Euclid man receives settlement after injury by off-duty officers working security
Euclid OH Sept 27 2018
A Euclid man who said he was seriously injured by two off-duty police officers moonlighting as apartment security has reached a settlement in the case.
Erimius Spencer will receive $40,000 as part of the settlement with the city of Euclid and the two officers. Spencer claimed in the suit he filed last year that he was kicked in the face, kneed in the groin and seriously hurt by the security guards in December 2016.
The city and the officers admit no liability and the payment is made “solely to terminate further controversy” related to the incident, according to the terms of the settlement.
With a settlement reached, U.S. District Judge James S. Gwin dismissed the case with prejudice Sept. 18, according to court records.
In his lawsuit, Spencer claimed that off-duty officers Shane Rivera and Michael Amiott confronted him in a hallway of his Richmond Hills Apartment on Dec. 5, 2016 and asked him if he had any warrants and whether he was armed.

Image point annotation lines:
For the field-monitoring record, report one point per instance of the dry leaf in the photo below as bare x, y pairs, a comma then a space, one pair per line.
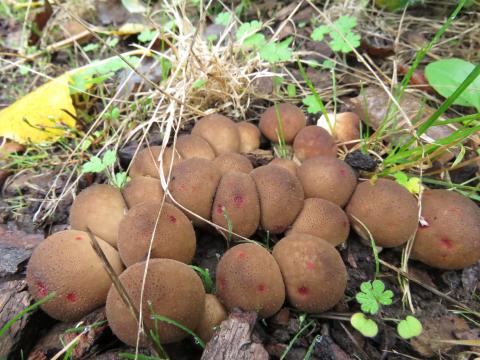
40, 116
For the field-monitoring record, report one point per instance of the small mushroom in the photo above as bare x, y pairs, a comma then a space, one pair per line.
388, 211
146, 162
220, 132
233, 162
450, 236
190, 146
212, 317
193, 185
313, 271
249, 137
249, 278
170, 230
141, 189
323, 219
236, 202
281, 197
292, 119
100, 208
66, 264
328, 178
172, 289
313, 141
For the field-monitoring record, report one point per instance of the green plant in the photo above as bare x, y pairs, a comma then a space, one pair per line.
446, 75
342, 37
97, 165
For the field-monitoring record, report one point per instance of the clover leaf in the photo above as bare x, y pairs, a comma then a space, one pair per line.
372, 295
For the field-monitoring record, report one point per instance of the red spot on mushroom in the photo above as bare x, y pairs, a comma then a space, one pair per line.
302, 290
261, 288
41, 289
238, 200
446, 243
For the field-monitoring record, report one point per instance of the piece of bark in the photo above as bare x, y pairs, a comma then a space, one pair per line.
14, 298
233, 340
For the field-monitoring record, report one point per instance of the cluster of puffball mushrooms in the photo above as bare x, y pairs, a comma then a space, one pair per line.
313, 204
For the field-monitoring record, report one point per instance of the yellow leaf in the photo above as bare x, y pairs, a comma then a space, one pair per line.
39, 116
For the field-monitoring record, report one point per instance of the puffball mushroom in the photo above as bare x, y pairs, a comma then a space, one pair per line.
451, 238
344, 127
100, 208
292, 119
287, 164
328, 178
172, 233
237, 199
313, 141
323, 219
213, 315
66, 264
249, 136
141, 189
220, 132
249, 278
172, 288
146, 162
193, 185
190, 146
281, 197
233, 162
387, 209
313, 271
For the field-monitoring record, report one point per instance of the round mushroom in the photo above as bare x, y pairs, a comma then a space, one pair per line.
220, 132
172, 289
388, 211
249, 278
292, 119
323, 219
281, 197
66, 264
233, 162
100, 208
172, 233
328, 178
450, 238
314, 141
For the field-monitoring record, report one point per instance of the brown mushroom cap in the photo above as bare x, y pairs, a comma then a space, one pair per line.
314, 141
213, 315
190, 146
193, 185
328, 178
233, 162
313, 271
172, 232
292, 118
146, 162
451, 240
99, 207
141, 189
66, 264
387, 209
287, 164
281, 197
323, 219
249, 278
249, 137
237, 198
220, 132
172, 288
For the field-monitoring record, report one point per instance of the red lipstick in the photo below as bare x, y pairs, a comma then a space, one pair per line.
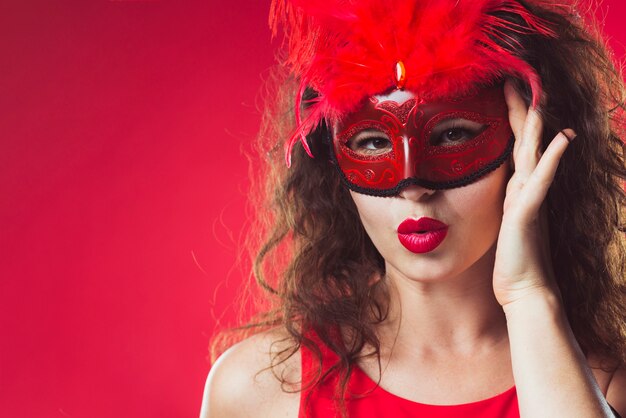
422, 235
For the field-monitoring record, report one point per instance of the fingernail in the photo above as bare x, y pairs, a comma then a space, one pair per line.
570, 134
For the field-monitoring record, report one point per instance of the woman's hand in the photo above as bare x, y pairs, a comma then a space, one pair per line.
523, 265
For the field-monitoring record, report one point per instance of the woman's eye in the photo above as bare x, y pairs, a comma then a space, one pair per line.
455, 132
370, 143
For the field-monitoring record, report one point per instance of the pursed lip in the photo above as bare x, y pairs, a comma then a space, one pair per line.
422, 235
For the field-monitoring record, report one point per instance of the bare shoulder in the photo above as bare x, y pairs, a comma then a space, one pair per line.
611, 380
243, 383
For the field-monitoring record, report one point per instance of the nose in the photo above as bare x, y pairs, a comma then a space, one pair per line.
415, 192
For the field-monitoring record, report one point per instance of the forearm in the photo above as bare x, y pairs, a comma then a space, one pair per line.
551, 373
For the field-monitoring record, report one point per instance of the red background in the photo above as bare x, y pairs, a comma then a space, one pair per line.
123, 184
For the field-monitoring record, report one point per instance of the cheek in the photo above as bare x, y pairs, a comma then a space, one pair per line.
375, 214
480, 205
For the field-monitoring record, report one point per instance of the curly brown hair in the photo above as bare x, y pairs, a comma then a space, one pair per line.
321, 272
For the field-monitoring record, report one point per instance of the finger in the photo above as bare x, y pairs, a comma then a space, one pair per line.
527, 126
536, 188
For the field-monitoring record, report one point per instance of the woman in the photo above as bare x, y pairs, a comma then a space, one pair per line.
454, 246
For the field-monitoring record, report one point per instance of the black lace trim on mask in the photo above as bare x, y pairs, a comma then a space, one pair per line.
464, 181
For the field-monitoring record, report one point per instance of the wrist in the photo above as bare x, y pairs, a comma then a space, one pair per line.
537, 301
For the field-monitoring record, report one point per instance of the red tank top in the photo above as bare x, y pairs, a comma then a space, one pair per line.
366, 399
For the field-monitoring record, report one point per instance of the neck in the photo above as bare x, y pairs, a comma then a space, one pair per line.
459, 314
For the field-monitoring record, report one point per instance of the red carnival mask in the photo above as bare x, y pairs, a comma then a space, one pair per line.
400, 139
350, 51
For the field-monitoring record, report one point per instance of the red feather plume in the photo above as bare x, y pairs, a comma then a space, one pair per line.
347, 49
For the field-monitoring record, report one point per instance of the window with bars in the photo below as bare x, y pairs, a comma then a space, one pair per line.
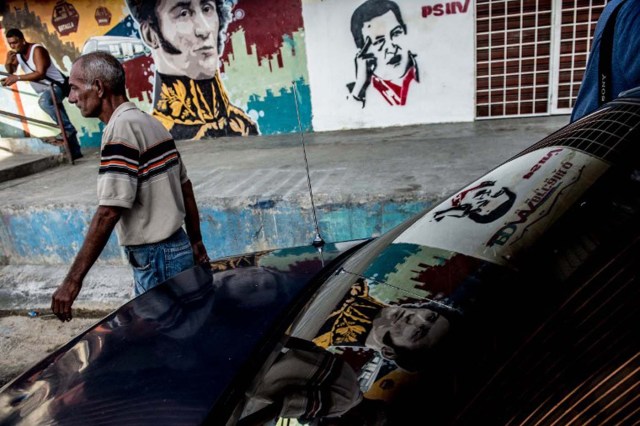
527, 51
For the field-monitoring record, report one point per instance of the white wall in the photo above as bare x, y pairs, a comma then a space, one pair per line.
444, 48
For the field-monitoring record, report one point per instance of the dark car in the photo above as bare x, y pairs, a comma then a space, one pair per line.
513, 301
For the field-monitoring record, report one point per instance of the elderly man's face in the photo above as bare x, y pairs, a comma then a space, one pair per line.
387, 35
83, 94
191, 28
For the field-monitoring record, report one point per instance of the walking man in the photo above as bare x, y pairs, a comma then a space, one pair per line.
143, 188
35, 62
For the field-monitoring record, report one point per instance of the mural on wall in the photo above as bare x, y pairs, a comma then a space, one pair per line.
186, 39
382, 61
225, 67
392, 62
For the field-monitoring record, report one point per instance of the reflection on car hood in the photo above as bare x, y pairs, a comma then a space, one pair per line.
174, 351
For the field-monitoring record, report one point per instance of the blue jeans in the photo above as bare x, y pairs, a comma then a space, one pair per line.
46, 103
155, 263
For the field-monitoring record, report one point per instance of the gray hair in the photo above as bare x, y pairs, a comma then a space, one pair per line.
105, 67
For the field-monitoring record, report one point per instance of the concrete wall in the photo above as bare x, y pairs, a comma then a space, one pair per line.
53, 234
269, 46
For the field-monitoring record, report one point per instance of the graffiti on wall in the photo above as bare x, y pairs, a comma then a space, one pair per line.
204, 68
382, 61
186, 40
392, 62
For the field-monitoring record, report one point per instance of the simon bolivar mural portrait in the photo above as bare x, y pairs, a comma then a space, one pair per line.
186, 38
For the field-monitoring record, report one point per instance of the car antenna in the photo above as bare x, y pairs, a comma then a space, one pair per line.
317, 240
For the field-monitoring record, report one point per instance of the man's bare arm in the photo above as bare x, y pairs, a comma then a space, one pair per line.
11, 63
192, 222
41, 59
102, 224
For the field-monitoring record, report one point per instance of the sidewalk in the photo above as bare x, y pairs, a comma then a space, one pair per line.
253, 195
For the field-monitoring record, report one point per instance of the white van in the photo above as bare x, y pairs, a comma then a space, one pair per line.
123, 48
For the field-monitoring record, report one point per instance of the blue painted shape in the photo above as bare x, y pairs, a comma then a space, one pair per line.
54, 235
51, 236
280, 114
387, 261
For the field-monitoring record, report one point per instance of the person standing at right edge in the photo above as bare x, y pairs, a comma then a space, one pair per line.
614, 60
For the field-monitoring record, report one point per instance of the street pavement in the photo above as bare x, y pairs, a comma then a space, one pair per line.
347, 169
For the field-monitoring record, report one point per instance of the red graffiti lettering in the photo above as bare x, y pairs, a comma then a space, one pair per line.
450, 8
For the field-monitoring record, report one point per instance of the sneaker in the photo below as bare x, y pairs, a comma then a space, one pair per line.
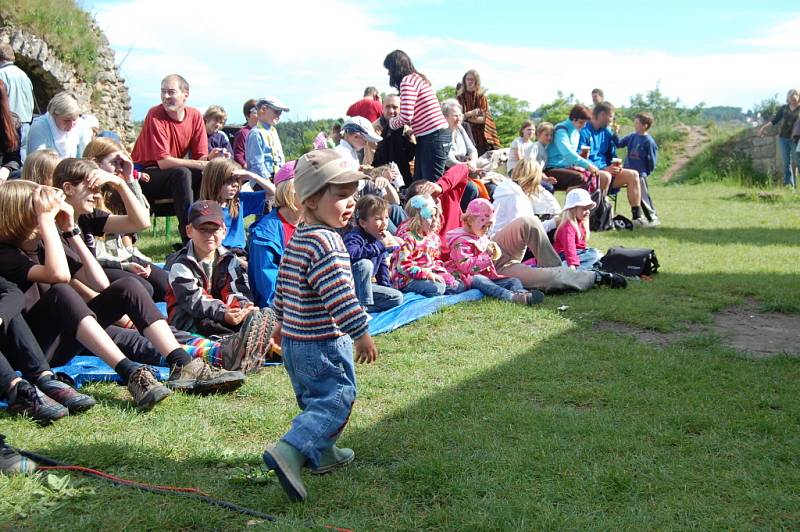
26, 399
200, 377
614, 280
12, 462
64, 394
642, 223
333, 458
145, 388
287, 462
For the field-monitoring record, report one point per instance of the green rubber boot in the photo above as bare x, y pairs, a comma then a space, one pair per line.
333, 458
287, 462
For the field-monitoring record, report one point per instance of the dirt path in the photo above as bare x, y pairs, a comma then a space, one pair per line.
695, 143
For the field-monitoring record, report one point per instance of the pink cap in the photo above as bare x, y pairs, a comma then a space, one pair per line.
285, 173
482, 210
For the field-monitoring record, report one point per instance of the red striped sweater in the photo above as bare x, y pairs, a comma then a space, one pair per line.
418, 107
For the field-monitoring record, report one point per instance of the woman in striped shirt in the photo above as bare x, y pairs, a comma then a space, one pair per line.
420, 109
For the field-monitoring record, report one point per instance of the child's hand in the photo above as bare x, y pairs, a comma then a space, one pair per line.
365, 350
234, 316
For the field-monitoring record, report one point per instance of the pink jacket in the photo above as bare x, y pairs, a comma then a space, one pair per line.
469, 256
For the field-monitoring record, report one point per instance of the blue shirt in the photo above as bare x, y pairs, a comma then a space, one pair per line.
642, 153
249, 203
602, 144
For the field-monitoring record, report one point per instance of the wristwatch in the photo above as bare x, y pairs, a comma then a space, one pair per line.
75, 231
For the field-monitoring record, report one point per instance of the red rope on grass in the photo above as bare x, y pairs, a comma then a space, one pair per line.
122, 480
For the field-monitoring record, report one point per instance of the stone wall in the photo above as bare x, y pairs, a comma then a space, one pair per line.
107, 97
763, 151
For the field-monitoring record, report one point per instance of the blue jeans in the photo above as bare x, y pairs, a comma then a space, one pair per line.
789, 156
373, 297
502, 289
324, 382
427, 288
587, 257
431, 154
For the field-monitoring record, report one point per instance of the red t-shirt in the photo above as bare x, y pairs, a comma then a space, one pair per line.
366, 107
163, 137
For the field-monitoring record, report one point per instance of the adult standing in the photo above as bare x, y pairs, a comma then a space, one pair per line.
9, 138
173, 149
476, 112
59, 128
240, 139
398, 145
785, 119
20, 92
420, 109
564, 164
369, 106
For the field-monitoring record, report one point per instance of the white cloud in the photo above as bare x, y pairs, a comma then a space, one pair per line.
319, 55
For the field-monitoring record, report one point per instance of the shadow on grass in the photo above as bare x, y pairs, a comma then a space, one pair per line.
506, 431
754, 236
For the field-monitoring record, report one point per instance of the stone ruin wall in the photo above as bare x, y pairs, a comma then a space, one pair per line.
107, 98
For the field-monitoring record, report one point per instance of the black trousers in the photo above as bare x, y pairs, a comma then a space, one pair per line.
55, 317
180, 184
19, 351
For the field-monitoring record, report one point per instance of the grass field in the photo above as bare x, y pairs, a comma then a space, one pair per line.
488, 416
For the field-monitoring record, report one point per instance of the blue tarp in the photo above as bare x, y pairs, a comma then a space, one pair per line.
83, 369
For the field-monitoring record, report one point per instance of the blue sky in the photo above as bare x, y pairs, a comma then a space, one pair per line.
318, 55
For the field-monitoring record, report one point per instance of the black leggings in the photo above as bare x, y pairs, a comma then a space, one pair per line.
19, 351
55, 317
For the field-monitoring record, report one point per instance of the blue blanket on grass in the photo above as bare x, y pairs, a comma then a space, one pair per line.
85, 369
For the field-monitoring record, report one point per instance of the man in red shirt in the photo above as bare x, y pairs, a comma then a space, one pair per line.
369, 106
173, 149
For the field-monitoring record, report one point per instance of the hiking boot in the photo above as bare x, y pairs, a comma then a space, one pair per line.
27, 400
333, 458
145, 388
287, 462
64, 394
12, 462
199, 377
614, 280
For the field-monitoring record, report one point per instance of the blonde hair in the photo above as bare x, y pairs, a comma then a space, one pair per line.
414, 222
571, 216
39, 166
215, 174
285, 195
17, 212
528, 175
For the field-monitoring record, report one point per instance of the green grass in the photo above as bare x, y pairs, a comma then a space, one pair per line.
492, 417
63, 25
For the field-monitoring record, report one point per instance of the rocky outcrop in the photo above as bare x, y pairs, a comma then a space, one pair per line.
106, 96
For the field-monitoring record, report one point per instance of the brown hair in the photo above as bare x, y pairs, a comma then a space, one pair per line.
17, 212
39, 166
580, 112
215, 174
73, 171
646, 119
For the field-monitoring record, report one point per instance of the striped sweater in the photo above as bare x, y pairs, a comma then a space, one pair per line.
418, 107
314, 294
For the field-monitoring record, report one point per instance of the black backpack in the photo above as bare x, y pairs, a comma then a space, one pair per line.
602, 216
631, 262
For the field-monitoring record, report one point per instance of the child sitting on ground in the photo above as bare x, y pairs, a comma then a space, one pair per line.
208, 292
573, 232
222, 183
417, 265
472, 255
319, 319
369, 245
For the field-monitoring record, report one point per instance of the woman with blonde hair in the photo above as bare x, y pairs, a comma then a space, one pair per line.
60, 128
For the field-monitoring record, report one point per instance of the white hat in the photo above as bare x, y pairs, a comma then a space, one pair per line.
272, 101
359, 124
578, 197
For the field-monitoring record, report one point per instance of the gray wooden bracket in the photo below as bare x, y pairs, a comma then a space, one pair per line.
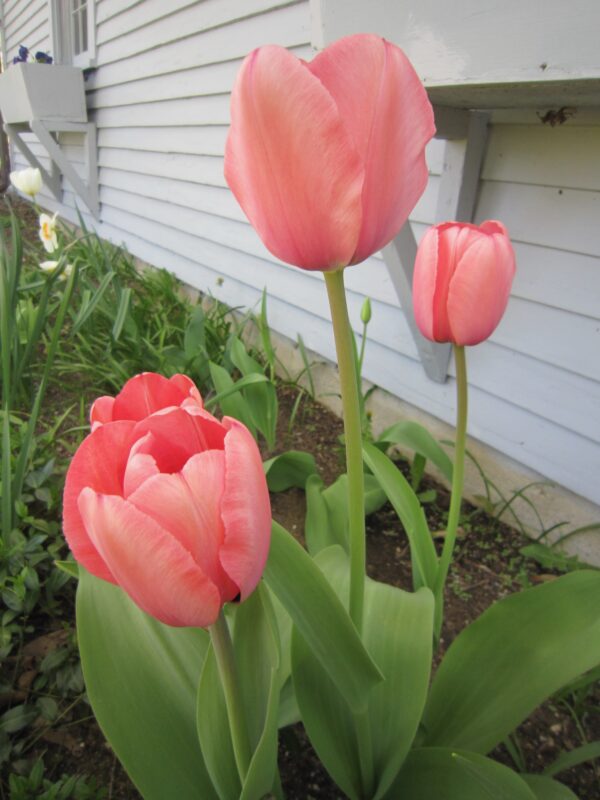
46, 131
466, 134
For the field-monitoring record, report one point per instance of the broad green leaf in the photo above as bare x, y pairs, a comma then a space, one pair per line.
316, 523
17, 718
442, 774
194, 337
326, 520
262, 398
320, 617
292, 468
398, 632
410, 511
258, 657
122, 311
546, 789
519, 652
417, 438
231, 401
213, 731
141, 679
586, 752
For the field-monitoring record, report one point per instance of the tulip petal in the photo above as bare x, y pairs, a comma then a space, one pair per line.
291, 164
479, 291
158, 574
390, 120
178, 434
101, 411
188, 388
140, 465
145, 394
99, 463
188, 505
245, 508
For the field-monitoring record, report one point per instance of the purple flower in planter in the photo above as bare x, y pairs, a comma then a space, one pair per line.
40, 57
43, 58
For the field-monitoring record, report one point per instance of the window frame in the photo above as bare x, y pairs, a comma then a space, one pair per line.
61, 12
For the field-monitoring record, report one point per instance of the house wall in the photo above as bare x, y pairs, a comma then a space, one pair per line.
160, 99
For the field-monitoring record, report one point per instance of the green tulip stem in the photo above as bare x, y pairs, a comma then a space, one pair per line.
344, 345
223, 647
457, 478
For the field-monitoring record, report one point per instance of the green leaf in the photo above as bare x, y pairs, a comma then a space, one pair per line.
141, 678
214, 733
229, 398
519, 652
410, 512
375, 497
90, 302
417, 438
586, 752
17, 718
398, 633
256, 652
445, 774
315, 609
258, 657
290, 469
316, 523
546, 789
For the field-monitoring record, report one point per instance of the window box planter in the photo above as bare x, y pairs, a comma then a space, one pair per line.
42, 92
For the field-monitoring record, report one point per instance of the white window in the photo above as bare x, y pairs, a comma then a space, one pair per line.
73, 32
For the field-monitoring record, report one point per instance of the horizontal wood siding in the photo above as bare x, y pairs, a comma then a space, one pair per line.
160, 100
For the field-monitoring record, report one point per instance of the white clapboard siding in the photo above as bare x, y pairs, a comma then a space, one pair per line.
564, 219
510, 148
173, 22
160, 100
287, 26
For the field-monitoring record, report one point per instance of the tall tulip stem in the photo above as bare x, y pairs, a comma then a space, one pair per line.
457, 478
353, 435
223, 647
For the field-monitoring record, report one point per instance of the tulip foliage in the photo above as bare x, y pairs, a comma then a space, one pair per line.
203, 628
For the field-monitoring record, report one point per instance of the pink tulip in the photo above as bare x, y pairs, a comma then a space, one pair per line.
169, 503
327, 159
462, 279
144, 394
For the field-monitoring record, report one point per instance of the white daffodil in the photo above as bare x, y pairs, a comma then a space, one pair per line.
50, 266
28, 181
48, 232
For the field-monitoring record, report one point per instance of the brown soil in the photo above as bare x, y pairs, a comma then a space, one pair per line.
487, 566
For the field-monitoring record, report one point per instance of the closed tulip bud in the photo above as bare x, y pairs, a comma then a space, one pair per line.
48, 234
28, 181
462, 279
327, 158
365, 311
168, 502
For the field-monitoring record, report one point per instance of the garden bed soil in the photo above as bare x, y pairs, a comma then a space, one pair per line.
488, 566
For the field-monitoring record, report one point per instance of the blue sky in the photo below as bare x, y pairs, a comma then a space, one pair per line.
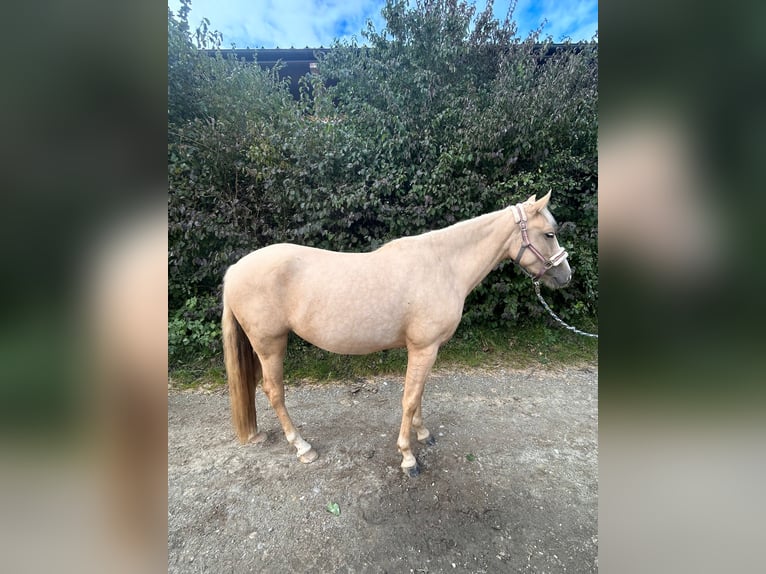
314, 23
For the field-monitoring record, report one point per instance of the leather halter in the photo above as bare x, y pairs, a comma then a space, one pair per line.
521, 218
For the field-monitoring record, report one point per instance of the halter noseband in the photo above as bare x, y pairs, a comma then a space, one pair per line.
521, 218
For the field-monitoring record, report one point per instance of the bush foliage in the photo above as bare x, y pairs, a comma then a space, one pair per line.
443, 115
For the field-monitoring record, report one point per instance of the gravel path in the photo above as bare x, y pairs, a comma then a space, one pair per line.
510, 486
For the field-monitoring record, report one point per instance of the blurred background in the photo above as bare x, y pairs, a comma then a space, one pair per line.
84, 308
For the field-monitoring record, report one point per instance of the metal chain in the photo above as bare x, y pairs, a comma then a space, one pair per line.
540, 297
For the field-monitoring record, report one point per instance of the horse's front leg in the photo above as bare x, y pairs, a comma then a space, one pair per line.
419, 363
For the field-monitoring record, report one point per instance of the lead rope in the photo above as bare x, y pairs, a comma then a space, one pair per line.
540, 297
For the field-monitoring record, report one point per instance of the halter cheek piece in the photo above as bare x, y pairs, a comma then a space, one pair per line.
521, 218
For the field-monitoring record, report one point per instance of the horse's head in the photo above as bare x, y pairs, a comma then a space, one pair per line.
535, 248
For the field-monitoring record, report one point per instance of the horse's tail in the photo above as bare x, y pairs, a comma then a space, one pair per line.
243, 368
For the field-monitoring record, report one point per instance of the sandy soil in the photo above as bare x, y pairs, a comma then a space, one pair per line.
510, 486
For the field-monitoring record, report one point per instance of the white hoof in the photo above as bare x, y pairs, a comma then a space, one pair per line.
308, 456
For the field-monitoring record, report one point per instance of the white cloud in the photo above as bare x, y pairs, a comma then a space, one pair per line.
301, 23
283, 23
576, 19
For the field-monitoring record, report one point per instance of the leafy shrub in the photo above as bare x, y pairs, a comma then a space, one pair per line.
445, 114
194, 331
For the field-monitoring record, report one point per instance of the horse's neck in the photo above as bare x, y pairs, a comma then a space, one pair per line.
474, 247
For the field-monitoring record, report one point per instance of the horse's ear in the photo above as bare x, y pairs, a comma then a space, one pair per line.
540, 203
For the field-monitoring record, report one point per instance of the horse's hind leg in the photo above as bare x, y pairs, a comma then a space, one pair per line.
273, 386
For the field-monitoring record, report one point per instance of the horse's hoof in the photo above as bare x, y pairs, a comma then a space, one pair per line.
412, 471
308, 456
258, 438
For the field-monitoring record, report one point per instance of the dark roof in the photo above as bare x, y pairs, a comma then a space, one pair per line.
297, 61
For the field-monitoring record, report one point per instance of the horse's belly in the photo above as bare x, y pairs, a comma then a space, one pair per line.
350, 334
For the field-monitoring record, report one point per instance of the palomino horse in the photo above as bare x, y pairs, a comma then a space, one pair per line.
409, 293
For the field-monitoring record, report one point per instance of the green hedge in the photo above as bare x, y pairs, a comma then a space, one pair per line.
443, 115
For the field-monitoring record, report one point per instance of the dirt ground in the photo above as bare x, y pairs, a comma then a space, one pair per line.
510, 486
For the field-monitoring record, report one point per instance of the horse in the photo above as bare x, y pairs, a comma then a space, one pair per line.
408, 293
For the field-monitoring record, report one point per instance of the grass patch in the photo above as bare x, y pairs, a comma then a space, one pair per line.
521, 347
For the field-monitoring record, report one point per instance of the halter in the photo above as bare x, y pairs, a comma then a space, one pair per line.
521, 218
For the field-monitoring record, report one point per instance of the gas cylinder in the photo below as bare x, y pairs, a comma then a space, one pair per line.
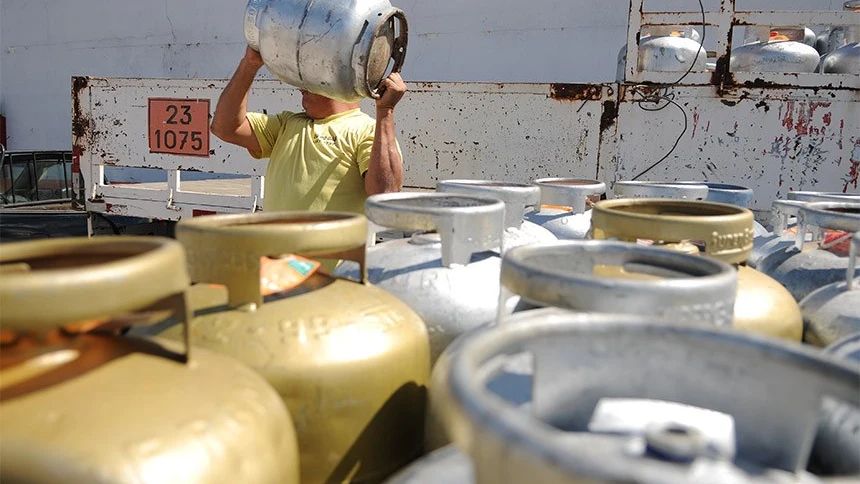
623, 398
783, 214
783, 221
599, 276
845, 59
341, 50
661, 189
667, 49
807, 266
808, 37
778, 50
450, 275
565, 206
847, 348
833, 311
519, 199
80, 403
719, 230
717, 192
350, 360
447, 465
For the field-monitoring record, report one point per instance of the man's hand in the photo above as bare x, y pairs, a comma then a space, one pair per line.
253, 58
393, 89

— EXERCISE OBJECTIVE —
Continue the news story about the Euclid man's settlement with the two off-duty officers, starting after its last sentence.

— RESULT FOR THIS EXERCISE —
Amiott allegedly reached into Spencer’s pocket and found a small amount of marijuana, grabbed him by the arm and shoved him against the wall while ordering him to stop resisting. Spencer denied that he was resisting Amiott.
Amiott then kneed him in the groin and shoved him to the floor while Rivera jumped on his back and restrained his arms and legs, according to the suit. Then, Amiott allegedly kicked Spencer in the face when he called for help and that both officers shocked him with stun guns before placing him in handcuffs.
Spencer was treated for a broken bone in his face. He was later charged in Euclid Municipal Court with theft, resisting arrest, criminal damaging and drug abuse. The city eventually hired a special prosecutor and the first three charges were dropped in September 2017. He paid a fine for the drug charge.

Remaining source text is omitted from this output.